=== The problem ===
Nothing but the records, repeated exactly, should form the response.

====== Given entries

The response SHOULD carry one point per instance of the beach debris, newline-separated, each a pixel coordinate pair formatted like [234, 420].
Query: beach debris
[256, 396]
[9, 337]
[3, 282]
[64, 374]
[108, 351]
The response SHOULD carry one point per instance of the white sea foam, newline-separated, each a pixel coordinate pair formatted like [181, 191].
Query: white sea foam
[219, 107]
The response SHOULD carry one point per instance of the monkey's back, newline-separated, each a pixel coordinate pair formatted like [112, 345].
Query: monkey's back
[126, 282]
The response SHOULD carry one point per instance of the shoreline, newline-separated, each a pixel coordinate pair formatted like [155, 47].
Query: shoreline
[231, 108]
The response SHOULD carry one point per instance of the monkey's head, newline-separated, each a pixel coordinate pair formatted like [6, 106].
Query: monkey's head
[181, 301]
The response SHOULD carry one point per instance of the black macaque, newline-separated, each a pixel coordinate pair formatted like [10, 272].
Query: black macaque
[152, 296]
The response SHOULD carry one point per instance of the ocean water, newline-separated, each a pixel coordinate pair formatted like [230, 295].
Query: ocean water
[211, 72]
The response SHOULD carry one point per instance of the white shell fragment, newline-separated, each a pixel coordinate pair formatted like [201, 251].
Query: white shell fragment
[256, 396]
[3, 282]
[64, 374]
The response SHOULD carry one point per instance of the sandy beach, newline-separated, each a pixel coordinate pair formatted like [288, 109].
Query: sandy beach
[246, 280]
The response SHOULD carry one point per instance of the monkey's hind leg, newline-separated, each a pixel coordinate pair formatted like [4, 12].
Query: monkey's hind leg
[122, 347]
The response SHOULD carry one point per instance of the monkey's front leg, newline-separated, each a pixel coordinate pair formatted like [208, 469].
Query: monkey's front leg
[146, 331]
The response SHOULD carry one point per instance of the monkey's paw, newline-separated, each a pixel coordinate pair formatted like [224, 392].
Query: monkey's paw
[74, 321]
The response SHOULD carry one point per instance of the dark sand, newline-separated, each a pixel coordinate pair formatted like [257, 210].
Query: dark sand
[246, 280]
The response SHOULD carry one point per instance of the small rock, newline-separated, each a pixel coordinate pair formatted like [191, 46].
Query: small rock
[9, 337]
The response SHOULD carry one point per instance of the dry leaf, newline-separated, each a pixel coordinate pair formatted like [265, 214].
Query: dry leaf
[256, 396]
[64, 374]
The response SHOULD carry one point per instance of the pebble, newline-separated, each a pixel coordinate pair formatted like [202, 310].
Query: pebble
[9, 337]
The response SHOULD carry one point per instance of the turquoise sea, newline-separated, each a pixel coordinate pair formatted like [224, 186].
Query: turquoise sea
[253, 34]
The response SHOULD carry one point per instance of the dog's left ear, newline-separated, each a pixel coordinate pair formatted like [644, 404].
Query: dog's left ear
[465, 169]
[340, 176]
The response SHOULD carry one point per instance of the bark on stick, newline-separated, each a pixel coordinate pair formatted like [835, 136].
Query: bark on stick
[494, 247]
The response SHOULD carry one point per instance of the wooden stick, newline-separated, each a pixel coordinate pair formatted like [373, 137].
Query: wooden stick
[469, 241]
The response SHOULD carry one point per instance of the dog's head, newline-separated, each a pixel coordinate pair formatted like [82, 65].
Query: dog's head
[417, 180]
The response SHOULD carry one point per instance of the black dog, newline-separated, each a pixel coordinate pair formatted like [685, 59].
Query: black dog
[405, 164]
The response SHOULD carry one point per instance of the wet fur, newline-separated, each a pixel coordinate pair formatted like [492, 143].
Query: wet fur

============

=== Output for this task ===
The response SHOULD carry one point per instance of the beach debris, newline-separated, each a pixel coordinate pair formatted like [234, 420].
Query: beach debris
[256, 396]
[9, 337]
[3, 282]
[64, 374]
[108, 351]
The response SHOULD carry one point per instance of the white sea foam, newline-separated, each a pixel coordinate pair formatted like [181, 191].
Query: white sea foam
[219, 107]
The response SHOULD carry one point per instance of the monkey's back, newline-separated, each a pixel coordinate pair formatted like [112, 345].
Query: monkey's back
[126, 282]
The response SHOULD carry one point per instance of the shoreline, newline-separated, each a pixel coordinate pair formatted like [155, 47].
Query: shoreline
[231, 108]
The response SHOULD carry one point per instance of the monkey's head, newline-separated, each a pixel coordinate pair formatted like [6, 106].
Query: monkey's head
[181, 301]
The response SHOULD carry one point per instance of the black macaque, newline-separated, each a pixel coordinate pair formatted like [10, 272].
Query: black macaque
[152, 296]
The response SHOULD carry one point per instance of the ocean water, newline-separated, each a pixel coordinate pair formatted like [230, 295].
Query: ocean water
[211, 72]
The response SHOULD carry one point per instance of the white shell fragment, newline-separated, each a pixel coordinate pair formatted like [201, 251].
Query: white shell fragment
[256, 396]
[3, 282]
[64, 374]
The response SHOULD carry one point per instance of the sandy beach, newline-separated, each a pixel coordinate pair formatted like [288, 109].
Query: sandy beach
[246, 280]
The response SHOULD carry one point per instance of the monkey's hind leg, newline-separated, each a pixel coordinate pair formatted like [4, 12].
Query: monkey's hind leg
[122, 347]
The response SHOULD carry one point per instance of the monkey's front leg, newline-separated, each a pixel coordinate pair formatted like [208, 469].
Query: monkey's front leg
[146, 331]
The response SHOULD carry one point per instance of the monkey's paw, newline-separated, each a pixel coordinate pair formatted like [224, 392].
Query: monkey's paw
[74, 321]
The response SHOULD carry one point per instance of the dark sand, newline-separated, each a pixel coordinate pair formatted like [257, 210].
Query: dark sand
[246, 280]
The response SHOULD carry one point per instance of the small rock, newline-separated, each a pixel coordinate pair formatted like [191, 46].
Query: small rock
[9, 337]
The response SHOULD carry one point per instance of the dry leaf, newline-separated, each a pixel coordinate pair formatted like [265, 214].
Query: dry leaf
[256, 396]
[64, 374]
The response SHOULD carry one point per instance of the pebble, newline-separated, each a pixel coordinate pair formatted like [202, 310].
Query: pebble
[9, 337]
The response SHOULD carry one point per instance of the turquoise sea, newline-separated, each a pixel coordinate pair formatted like [224, 186].
Query: turquoise sea
[253, 34]
The response SHOULD carry one point per instance of the dog's left ear, newline-separated, each a pixel coordinate pair formatted like [644, 404].
Query: dog's left ear
[465, 169]
[340, 176]
The response SHOULD carry one point per instance of the bark on stick, newline-separated, each a pixel coordinate pair formatted like [835, 136].
Query: bark on stick
[494, 247]
The response SHOULD carry one point per instance of the wooden stick, newline-separated, each a pixel coordinate pair formatted like [373, 137].
Query: wooden stick
[469, 241]
The response SHOULD carry one point per instance of the dog's head, newline-separated, each a pixel coordinate pair formatted like [82, 65].
Query: dog's head
[417, 180]
The response SHOULD carry one point per instance of the black dog, newline-separated, each a pixel coordinate pair formatted like [685, 59].
Query: black dog
[405, 164]
The response SHOULD carry one point per instance of the wet fur, newline-separated, each a pixel coordinate pair formatted like [492, 143].
Query: wet fur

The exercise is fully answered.